[Stored records]
- - - - - - -
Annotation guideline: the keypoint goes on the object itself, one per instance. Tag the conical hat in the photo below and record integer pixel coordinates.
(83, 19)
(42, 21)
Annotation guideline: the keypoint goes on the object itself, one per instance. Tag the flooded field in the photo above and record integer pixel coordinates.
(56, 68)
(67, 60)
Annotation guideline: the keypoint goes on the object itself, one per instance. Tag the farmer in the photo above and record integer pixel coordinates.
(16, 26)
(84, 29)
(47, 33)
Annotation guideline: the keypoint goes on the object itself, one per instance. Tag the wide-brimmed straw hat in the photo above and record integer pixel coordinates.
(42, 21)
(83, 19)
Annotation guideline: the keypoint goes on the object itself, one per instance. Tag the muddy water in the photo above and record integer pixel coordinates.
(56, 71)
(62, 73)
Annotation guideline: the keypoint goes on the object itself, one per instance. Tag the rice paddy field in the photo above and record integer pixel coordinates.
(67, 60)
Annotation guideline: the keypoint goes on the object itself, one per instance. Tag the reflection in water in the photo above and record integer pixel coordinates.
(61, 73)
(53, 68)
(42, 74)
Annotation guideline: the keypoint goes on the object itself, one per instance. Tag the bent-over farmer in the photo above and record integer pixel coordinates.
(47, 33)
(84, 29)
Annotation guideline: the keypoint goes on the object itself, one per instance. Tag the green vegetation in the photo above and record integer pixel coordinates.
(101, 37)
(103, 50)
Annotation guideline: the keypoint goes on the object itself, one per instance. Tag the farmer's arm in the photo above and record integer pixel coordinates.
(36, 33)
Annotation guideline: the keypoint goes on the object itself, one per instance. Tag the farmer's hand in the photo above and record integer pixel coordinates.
- - - - - - -
| TASK PROMPT |
Output the lines above verbatim and in full.

| WRITTEN RESPONSE |
Annotation guideline: the keypoint goes on the object itself, one per instance. Tag the conical hat in the photo below and record integer pixel coordinates.
(83, 19)
(42, 21)
Annotation guideline: the keypoint goes on the object itself, one per instance. Tag the flooded field in the photo above and record integer pixel coordinates.
(56, 68)
(67, 60)
Annotation guideline: the keypoint goes on the object itself, one per instance. Tag the farmer in the photo above and record integer pixel coordinates.
(16, 26)
(84, 29)
(47, 33)
Annotation guideline: the keypoint goes on the object itself, one per instance. Tag the wide-brimmed straw hat in the photo above and record integer pixel coordinates.
(42, 21)
(83, 19)
Annotation guideline: the keypoint goes on the object itself, one per instance. Tag the muddy water in the photo above and record integer pixel coordinates.
(56, 71)
(62, 73)
Annotation guideline: the keypoint goes on the object itself, one per instance. Tag the rice paddy field in the photo above and record integer pixel coordinates.
(67, 60)
Annotation guideline: the keypoint goes on the object itself, one per instance. Tag the reflection in water in the photo above and record integer pixel coordinates.
(61, 73)
(53, 68)
(42, 74)
Annotation guideline: the keypoint goes on the object itself, one per instance. Tag the bent-over farmer in the photo above and record integer pixel coordinates.
(47, 33)
(84, 29)
Annotation guideline: the keypoint goes on the object itself, one per instance. Tag the green vegetation in the photo above and record integer pixel coordinates.
(101, 37)
(103, 50)
Annotation guideline: the keypoint goes on the object itself, one per instance. Tag the farmer's arm in the photo above and record integer pixel coordinates.
(36, 33)
Annotation guideline: the keypoint goes on the object itself, one per instance. Tag the farmer's hand in the photo above and record integer pixel coordinates.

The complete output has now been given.